=== PROBLEM STATEMENT ===
Give back every line in the entries below that contains the string "metal", treating uppercase and lowercase as different.

>> BEGIN

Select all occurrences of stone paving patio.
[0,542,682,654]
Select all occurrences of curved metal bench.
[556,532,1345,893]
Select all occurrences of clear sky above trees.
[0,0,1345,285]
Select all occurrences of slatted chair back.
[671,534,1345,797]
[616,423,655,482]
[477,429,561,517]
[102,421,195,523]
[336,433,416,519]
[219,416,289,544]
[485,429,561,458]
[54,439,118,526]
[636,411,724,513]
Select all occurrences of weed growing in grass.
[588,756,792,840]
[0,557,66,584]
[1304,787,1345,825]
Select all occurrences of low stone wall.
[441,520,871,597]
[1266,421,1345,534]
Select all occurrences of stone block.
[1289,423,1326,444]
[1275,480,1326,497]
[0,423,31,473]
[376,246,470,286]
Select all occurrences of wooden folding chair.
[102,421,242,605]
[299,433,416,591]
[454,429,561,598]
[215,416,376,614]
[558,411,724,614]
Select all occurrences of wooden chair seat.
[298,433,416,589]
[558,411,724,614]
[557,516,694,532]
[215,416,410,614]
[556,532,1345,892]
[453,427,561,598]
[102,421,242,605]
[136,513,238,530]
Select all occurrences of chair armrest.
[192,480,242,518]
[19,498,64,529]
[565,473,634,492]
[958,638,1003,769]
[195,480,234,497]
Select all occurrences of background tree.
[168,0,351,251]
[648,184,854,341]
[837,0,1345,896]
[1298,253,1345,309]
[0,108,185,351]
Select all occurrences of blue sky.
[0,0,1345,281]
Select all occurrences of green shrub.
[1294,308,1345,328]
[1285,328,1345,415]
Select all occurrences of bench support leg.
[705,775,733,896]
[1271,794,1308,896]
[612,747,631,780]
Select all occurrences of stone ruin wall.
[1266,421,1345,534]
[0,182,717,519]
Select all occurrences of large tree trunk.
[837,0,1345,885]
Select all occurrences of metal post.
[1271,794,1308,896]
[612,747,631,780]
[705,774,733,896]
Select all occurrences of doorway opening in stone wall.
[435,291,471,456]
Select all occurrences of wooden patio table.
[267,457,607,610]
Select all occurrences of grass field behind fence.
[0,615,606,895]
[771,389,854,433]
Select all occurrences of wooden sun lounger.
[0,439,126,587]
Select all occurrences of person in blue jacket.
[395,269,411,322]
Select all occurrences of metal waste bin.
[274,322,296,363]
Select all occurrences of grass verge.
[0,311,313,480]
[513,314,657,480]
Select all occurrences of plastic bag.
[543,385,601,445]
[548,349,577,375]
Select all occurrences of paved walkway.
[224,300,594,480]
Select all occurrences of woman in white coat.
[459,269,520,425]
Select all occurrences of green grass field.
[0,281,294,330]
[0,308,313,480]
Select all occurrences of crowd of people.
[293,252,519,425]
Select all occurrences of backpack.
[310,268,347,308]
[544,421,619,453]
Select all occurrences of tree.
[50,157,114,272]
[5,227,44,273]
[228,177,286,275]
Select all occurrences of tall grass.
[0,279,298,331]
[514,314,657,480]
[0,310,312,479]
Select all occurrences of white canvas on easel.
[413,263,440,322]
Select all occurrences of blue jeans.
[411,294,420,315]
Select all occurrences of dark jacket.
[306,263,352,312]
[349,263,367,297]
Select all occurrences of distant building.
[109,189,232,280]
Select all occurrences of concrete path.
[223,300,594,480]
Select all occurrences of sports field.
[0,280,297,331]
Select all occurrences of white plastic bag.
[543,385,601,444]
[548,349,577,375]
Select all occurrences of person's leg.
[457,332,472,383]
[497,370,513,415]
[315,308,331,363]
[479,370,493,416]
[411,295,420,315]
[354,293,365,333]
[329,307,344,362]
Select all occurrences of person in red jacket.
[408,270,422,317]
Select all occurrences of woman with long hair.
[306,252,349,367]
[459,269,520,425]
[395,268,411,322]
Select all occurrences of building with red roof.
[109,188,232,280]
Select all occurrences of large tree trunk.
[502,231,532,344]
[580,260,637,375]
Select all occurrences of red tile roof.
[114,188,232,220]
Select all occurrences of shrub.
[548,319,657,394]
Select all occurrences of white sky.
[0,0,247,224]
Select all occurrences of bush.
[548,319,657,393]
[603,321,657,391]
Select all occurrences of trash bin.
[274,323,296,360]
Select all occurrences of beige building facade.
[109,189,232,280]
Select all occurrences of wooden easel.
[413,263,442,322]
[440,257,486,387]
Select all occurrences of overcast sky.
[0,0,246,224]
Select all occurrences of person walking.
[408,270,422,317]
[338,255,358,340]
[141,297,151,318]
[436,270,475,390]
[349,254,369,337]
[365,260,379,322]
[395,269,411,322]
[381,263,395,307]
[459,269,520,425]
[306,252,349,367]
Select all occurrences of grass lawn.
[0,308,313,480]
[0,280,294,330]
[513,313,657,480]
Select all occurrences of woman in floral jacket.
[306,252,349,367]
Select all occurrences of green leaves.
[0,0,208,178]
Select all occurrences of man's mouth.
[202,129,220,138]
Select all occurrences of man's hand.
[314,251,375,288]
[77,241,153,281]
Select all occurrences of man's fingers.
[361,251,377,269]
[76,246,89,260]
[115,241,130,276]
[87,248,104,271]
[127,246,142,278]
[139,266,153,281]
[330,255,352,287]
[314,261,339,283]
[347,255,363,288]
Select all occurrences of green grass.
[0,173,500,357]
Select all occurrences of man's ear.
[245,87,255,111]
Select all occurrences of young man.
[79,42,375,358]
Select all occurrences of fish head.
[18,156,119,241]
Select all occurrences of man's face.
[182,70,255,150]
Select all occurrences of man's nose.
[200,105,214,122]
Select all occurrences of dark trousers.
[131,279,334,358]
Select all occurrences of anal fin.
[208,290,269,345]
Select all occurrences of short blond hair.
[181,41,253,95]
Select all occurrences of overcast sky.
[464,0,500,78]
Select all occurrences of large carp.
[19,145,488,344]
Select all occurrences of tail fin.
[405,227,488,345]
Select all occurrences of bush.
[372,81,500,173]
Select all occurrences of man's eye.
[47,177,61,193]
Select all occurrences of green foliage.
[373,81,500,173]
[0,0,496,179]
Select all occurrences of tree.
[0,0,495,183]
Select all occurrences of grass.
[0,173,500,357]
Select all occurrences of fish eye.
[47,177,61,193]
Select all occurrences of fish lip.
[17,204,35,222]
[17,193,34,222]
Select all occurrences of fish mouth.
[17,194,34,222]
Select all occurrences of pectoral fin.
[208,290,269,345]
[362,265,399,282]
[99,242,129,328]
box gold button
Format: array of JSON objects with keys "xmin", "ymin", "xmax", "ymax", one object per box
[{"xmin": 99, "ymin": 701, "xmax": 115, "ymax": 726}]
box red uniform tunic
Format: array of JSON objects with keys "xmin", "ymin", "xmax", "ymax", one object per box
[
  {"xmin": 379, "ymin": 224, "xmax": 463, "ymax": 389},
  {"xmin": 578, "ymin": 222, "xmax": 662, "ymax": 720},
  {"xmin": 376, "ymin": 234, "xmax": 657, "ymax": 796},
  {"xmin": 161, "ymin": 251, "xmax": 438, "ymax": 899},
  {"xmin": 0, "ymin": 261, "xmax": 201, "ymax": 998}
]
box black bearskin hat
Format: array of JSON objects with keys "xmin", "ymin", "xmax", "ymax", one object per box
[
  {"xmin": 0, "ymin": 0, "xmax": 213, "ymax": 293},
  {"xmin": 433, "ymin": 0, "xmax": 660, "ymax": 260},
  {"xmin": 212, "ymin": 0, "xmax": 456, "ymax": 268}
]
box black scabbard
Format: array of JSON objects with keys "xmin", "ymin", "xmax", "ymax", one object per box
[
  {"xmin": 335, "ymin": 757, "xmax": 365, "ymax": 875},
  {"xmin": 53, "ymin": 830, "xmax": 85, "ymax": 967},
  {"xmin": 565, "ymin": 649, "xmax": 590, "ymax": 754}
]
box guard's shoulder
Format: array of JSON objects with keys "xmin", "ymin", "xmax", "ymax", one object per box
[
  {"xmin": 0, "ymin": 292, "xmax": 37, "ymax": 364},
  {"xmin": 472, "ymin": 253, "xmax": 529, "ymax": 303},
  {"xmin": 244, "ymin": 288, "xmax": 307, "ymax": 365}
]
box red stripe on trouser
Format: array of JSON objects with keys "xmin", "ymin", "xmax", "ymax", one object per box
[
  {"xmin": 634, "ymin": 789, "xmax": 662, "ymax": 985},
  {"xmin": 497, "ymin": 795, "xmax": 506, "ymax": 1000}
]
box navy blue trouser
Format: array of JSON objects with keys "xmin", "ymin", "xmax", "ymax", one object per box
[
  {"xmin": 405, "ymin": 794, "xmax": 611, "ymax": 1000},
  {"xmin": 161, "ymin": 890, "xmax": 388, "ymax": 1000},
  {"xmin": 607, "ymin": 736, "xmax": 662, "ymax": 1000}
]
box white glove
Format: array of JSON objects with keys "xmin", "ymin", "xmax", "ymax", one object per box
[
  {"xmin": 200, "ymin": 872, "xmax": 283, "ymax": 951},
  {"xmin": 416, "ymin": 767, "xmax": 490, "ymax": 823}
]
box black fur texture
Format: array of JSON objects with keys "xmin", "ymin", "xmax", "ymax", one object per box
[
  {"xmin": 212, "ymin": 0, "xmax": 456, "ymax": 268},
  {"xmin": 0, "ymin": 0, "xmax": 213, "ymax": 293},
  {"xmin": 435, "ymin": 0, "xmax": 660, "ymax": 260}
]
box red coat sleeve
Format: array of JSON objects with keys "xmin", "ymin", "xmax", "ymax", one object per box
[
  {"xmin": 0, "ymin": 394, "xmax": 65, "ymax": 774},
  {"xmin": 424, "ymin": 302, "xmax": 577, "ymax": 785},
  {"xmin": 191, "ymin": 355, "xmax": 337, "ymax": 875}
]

>> END

=== CORRECT ANSWER ===
Select all occurrences of curved metal bench.
Select all occurrences of metal post.
Select all occurrences of metal waste bin.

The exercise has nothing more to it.